>> Start Excerpted records
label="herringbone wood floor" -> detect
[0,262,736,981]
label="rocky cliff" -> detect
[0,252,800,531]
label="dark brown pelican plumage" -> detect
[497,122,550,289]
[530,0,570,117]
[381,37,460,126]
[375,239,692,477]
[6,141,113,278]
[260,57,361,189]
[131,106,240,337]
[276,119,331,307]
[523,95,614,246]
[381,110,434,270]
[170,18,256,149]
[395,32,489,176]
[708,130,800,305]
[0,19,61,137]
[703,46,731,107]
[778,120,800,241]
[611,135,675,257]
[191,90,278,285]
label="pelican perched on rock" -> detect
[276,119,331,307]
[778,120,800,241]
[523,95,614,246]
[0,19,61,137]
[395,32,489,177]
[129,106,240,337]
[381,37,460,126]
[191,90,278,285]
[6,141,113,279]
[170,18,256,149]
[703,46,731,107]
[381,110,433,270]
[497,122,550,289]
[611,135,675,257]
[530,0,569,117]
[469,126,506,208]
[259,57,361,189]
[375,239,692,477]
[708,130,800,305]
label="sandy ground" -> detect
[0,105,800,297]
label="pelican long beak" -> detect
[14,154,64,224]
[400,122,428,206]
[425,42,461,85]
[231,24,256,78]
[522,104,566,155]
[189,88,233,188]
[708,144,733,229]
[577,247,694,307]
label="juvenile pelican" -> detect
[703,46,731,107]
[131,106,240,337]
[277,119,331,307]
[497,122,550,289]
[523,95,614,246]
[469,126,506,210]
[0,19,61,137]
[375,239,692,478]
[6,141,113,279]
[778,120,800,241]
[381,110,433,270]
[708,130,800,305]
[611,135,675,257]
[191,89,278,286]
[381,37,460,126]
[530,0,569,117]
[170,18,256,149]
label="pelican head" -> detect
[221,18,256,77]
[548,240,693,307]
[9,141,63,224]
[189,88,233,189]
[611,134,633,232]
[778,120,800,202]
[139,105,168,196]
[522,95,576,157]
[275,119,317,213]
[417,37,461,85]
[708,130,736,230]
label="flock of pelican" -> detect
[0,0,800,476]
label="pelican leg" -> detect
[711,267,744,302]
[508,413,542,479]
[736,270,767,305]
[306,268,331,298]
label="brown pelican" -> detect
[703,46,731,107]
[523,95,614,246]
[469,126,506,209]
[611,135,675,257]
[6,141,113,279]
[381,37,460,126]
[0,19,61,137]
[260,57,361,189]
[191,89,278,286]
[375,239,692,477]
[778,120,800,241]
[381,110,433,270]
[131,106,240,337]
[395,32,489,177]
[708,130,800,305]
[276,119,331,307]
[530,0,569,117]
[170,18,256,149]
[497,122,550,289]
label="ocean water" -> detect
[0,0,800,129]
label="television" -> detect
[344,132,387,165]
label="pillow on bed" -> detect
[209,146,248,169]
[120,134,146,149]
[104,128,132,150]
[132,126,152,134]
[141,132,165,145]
>> End Excerpted records
> **Task to complete**
Print all of the lines above, from first to last, without changing any character.

> **Task output**
label="herringbone wood floor" -> detect
[0,262,736,981]
label="rocky cliff" -> detect
[0,252,800,531]
label="dark brown pelican plumage" -> detect
[497,122,550,289]
[530,0,570,117]
[381,37,460,126]
[375,239,692,477]
[6,141,113,278]
[260,57,361,189]
[131,106,240,337]
[276,119,331,307]
[523,95,614,246]
[381,110,434,270]
[170,18,256,149]
[395,32,489,176]
[708,130,800,305]
[0,19,61,137]
[703,46,731,107]
[778,120,800,241]
[611,135,675,257]
[191,90,278,285]
label="pelican perched on rock" -> detect
[276,119,331,307]
[778,120,800,241]
[523,95,614,246]
[0,19,61,137]
[395,32,489,177]
[129,106,240,337]
[381,37,460,126]
[191,90,278,285]
[6,141,113,279]
[170,18,256,149]
[703,46,731,107]
[381,110,433,270]
[497,122,550,289]
[611,135,675,257]
[530,0,569,117]
[469,126,506,208]
[259,57,361,189]
[375,239,692,477]
[708,130,800,305]
label="sandy ground" -> detect
[0,105,800,297]
label="pelican long beak" -> detect
[14,154,64,224]
[400,122,428,206]
[425,42,461,85]
[231,24,256,78]
[522,104,566,155]
[189,88,233,188]
[708,144,733,229]
[577,247,694,307]
label="juvenile pelican" -> detect
[703,46,731,107]
[131,106,240,337]
[277,119,331,307]
[497,122,550,289]
[523,95,614,246]
[469,126,506,210]
[0,19,61,137]
[375,239,692,478]
[6,141,113,279]
[778,120,800,241]
[381,110,433,270]
[708,130,800,305]
[611,135,675,257]
[191,89,278,286]
[381,37,460,126]
[530,0,569,117]
[170,18,256,149]
label="pelican head" -> detect
[221,18,256,77]
[548,240,693,307]
[9,141,63,224]
[189,88,233,189]
[611,134,633,232]
[778,120,800,202]
[139,105,168,196]
[522,95,576,157]
[275,119,317,213]
[417,37,461,85]
[708,130,736,230]
label="flock of pelican" -> detect
[0,0,800,476]
label="pelican leg" -> detect
[711,267,744,302]
[508,413,542,479]
[736,270,767,305]
[306,268,331,298]
label="brown pelican" -> detect
[703,46,731,107]
[523,95,614,246]
[469,126,506,209]
[611,135,675,257]
[6,141,113,279]
[381,37,460,126]
[0,19,61,137]
[260,57,361,189]
[191,89,278,286]
[375,239,692,477]
[778,120,800,241]
[381,110,433,270]
[131,106,240,337]
[395,32,489,177]
[708,130,800,305]
[276,119,331,307]
[530,0,569,117]
[170,18,256,149]
[497,122,550,289]
label="ocean water" -> detect
[0,0,800,129]
label="television" -> detect
[344,132,387,165]
label="pillow on bed" -> detect
[209,146,248,169]
[120,134,146,149]
[104,128,132,150]
[132,126,152,134]
[141,132,165,145]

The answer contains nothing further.